In the lines from the one containing "Every instance of the truck" down through the last line, rename "truck windshield" to "bus windshield". Give those lines again with nothing else changed.
── SOURCE MATERIAL
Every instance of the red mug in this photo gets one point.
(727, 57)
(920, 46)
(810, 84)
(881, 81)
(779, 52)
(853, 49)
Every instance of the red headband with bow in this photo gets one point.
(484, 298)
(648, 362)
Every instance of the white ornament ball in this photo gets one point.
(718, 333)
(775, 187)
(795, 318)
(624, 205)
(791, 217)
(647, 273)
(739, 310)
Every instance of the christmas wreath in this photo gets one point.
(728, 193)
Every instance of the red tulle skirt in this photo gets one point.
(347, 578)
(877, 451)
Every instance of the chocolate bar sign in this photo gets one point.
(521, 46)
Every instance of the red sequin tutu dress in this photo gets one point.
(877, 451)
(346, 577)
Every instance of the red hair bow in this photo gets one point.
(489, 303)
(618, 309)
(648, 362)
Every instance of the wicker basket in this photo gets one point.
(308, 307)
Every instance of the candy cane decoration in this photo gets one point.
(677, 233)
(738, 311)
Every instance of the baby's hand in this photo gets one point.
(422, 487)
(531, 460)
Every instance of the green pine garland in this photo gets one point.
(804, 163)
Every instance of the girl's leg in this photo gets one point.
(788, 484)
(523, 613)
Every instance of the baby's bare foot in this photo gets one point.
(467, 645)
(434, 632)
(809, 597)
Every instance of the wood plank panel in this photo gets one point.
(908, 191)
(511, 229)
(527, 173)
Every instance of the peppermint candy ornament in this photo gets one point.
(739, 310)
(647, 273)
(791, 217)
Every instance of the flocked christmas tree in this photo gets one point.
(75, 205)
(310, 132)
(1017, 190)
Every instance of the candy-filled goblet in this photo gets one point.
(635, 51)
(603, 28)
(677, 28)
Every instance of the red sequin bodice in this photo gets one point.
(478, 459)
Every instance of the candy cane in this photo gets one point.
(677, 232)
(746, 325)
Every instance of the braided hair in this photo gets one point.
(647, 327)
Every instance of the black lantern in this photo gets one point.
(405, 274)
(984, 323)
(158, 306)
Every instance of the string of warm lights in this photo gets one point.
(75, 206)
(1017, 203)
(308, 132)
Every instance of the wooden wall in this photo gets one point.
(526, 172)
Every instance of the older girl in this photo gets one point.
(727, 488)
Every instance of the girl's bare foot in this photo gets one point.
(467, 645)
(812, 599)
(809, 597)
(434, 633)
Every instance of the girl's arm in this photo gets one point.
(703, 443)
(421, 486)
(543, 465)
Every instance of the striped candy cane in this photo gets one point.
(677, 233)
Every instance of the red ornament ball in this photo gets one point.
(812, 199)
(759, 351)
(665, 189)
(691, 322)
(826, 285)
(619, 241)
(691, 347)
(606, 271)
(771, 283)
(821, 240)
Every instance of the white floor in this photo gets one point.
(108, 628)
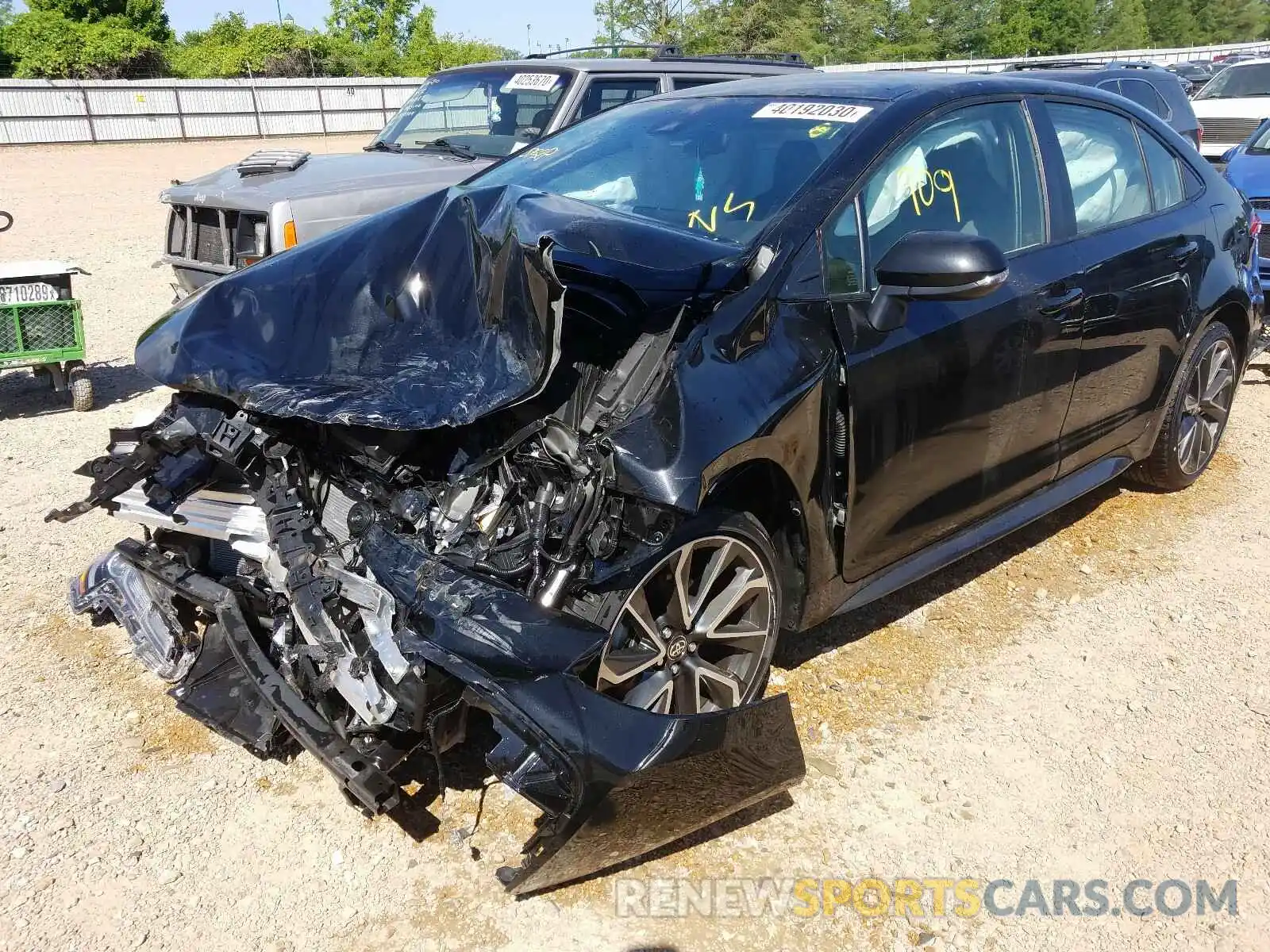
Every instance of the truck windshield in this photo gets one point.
(491, 112)
(1238, 82)
(719, 167)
────
▸ **RESULT BELOW**:
Every instance of the bus windshield in this photo gets one point.
(491, 112)
(1238, 82)
(719, 167)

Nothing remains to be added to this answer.